=== Problem to work on ===
Write out the entries, please, from the line containing "Target: blue boxing shorts" through their final line, exactly and with nothing else.

===== Information provided

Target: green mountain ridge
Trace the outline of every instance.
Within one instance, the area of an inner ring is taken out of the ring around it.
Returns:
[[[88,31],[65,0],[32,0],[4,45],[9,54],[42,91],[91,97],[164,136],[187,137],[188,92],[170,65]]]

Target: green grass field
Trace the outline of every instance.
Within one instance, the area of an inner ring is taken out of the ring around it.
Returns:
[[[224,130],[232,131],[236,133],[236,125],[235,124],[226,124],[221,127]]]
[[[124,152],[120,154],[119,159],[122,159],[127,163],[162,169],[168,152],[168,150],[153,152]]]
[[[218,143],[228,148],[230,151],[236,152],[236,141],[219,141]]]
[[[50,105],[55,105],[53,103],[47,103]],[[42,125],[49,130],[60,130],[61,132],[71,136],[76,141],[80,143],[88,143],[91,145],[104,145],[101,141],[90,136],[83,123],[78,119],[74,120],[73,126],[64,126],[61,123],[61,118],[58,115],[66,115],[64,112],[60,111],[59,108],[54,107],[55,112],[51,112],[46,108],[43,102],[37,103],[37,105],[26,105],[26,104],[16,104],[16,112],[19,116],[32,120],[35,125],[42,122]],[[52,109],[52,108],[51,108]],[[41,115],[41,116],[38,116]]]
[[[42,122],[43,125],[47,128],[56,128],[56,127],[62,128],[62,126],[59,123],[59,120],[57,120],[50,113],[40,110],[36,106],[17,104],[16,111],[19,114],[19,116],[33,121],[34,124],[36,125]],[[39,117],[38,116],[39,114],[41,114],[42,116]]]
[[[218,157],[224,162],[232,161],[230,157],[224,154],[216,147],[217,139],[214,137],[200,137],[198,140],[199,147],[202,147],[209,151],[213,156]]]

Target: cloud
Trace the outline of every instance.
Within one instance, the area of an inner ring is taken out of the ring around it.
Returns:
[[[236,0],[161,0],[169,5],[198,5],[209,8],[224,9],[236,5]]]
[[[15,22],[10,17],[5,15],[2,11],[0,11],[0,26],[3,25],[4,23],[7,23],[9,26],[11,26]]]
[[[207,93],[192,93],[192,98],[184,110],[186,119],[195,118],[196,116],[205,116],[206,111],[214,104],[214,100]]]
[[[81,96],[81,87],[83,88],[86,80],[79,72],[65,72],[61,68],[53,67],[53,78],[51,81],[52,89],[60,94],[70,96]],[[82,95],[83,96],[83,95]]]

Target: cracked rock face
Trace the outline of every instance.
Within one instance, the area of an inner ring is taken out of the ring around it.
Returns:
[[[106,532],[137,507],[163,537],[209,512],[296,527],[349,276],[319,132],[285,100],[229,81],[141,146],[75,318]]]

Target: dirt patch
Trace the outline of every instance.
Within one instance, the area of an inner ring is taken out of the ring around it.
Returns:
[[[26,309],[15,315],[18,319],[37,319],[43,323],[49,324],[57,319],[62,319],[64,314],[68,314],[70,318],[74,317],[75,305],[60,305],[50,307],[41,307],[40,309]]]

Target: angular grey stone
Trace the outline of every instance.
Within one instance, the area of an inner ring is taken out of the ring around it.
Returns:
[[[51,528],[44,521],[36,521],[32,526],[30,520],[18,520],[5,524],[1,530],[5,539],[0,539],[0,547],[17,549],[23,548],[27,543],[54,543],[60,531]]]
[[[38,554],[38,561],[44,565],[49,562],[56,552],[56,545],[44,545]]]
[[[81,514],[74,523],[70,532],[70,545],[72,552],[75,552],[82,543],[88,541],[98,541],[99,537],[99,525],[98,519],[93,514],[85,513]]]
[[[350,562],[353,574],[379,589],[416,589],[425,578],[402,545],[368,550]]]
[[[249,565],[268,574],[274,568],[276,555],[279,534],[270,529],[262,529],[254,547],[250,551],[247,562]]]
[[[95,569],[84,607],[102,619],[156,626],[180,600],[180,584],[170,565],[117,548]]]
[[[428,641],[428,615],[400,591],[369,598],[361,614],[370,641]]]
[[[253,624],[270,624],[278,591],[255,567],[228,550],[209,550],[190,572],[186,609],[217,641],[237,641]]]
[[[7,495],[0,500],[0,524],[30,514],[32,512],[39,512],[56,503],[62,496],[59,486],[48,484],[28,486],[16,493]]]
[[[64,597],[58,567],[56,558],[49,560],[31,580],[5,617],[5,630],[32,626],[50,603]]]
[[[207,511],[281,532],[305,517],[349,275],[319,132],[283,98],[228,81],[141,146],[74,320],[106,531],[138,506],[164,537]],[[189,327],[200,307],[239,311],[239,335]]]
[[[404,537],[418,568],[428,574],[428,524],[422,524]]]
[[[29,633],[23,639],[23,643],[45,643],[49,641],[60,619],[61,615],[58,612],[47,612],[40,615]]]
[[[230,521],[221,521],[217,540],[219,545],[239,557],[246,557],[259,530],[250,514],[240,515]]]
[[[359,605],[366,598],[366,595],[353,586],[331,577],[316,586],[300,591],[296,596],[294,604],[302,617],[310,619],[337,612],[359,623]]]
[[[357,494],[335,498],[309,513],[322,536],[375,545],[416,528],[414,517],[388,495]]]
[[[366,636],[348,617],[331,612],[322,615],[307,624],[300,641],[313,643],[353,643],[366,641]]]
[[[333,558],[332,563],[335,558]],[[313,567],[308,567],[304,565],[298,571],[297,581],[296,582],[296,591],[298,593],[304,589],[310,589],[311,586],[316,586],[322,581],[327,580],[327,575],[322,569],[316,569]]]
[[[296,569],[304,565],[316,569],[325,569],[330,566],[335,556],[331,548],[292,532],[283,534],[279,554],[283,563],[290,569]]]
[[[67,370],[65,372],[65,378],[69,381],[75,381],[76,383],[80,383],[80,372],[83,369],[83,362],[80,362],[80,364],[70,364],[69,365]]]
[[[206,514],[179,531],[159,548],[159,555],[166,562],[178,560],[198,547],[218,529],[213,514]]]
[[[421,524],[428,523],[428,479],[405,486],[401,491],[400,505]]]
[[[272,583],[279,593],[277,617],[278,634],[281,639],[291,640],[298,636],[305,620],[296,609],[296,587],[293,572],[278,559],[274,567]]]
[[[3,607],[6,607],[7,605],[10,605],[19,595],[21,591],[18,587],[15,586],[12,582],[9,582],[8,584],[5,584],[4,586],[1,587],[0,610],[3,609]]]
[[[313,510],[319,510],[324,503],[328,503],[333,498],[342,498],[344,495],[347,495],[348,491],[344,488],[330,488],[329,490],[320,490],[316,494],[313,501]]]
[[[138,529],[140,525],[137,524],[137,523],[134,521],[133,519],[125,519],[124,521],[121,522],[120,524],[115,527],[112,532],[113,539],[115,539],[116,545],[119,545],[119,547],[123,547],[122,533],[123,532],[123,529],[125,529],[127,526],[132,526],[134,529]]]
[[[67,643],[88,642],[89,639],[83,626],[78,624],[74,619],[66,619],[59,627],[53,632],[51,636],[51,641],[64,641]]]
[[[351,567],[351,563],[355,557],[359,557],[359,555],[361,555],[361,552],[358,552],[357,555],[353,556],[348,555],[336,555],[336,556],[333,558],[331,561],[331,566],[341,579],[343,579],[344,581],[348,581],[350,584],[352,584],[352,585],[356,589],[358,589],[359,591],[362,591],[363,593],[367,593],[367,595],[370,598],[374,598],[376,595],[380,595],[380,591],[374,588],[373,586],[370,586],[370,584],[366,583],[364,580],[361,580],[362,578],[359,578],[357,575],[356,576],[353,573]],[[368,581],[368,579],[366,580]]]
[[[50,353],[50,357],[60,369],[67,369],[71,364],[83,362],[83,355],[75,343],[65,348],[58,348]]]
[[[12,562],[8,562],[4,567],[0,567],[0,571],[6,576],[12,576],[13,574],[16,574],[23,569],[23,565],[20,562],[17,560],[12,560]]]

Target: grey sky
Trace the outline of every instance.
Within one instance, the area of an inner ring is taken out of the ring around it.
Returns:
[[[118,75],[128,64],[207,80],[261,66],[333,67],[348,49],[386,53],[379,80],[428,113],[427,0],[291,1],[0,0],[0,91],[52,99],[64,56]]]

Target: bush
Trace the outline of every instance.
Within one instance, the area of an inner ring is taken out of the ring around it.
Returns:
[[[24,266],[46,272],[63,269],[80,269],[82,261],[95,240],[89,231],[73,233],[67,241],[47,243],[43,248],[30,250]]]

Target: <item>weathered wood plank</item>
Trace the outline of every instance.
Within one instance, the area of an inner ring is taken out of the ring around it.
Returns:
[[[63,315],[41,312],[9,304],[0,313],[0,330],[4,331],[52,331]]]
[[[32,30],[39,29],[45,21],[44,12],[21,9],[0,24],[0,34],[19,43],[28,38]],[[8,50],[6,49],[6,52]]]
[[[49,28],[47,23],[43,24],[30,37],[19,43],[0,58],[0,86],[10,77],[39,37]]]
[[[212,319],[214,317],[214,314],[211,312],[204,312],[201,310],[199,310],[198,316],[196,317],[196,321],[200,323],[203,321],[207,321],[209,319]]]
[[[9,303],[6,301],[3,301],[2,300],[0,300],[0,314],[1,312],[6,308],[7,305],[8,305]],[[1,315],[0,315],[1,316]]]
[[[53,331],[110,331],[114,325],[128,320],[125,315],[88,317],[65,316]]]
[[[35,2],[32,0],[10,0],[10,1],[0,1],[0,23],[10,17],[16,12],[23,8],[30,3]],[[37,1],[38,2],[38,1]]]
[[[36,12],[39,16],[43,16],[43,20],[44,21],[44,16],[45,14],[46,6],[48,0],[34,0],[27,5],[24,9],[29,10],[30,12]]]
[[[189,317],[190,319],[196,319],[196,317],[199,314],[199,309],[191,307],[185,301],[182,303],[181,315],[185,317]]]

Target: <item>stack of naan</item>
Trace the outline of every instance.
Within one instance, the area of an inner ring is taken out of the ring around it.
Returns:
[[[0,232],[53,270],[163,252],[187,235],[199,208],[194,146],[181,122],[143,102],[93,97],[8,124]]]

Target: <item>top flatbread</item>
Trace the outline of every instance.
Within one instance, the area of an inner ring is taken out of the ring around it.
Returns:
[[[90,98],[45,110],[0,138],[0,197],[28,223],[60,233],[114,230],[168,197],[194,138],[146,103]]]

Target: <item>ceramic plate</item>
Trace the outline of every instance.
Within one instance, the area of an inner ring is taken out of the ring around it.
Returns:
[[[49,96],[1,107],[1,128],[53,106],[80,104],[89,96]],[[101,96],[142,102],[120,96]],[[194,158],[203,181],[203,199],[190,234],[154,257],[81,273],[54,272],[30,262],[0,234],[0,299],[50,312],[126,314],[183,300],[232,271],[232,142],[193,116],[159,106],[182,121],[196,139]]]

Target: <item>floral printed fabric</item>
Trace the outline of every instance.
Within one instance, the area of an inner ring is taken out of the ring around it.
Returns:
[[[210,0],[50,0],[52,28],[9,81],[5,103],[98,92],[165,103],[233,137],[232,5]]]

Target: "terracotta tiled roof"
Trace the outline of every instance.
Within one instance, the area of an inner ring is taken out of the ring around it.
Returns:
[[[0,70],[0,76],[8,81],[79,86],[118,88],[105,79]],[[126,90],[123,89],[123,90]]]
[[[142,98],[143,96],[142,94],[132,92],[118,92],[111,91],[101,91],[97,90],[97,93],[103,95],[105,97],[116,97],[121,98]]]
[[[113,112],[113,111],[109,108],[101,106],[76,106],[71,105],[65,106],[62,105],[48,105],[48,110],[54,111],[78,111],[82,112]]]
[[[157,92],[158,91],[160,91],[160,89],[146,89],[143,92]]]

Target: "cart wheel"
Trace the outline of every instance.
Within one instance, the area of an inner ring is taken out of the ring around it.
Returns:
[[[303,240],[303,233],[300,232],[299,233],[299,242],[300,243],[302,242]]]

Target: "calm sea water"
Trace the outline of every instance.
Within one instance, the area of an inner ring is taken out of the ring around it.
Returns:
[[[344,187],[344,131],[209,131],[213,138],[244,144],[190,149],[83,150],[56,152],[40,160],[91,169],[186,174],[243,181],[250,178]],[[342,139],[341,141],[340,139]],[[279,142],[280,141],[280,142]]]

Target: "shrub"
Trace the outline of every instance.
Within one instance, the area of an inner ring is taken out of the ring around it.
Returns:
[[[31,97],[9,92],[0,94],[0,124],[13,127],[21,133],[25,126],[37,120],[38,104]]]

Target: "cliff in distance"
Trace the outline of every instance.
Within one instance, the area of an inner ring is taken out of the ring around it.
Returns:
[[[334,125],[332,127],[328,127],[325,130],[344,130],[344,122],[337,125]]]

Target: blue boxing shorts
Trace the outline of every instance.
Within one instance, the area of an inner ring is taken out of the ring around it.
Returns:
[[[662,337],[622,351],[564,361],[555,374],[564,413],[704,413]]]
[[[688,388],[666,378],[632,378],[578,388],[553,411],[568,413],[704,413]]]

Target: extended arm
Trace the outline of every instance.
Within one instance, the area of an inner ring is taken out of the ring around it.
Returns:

==========

=== Exercise result ===
Target: blue boxing shorts
Trace the outline of every instance.
Within one instance, the area of an inner ring is taken out of the ring around it.
Returns:
[[[662,337],[622,351],[564,361],[555,374],[564,413],[704,413]]]
[[[688,388],[666,378],[632,378],[578,388],[553,411],[568,413],[704,413]]]

Target: extended arm
Trace the outline of every instance.
Within one instance, the area of an inner ring is taken out of the ring around it.
Returns:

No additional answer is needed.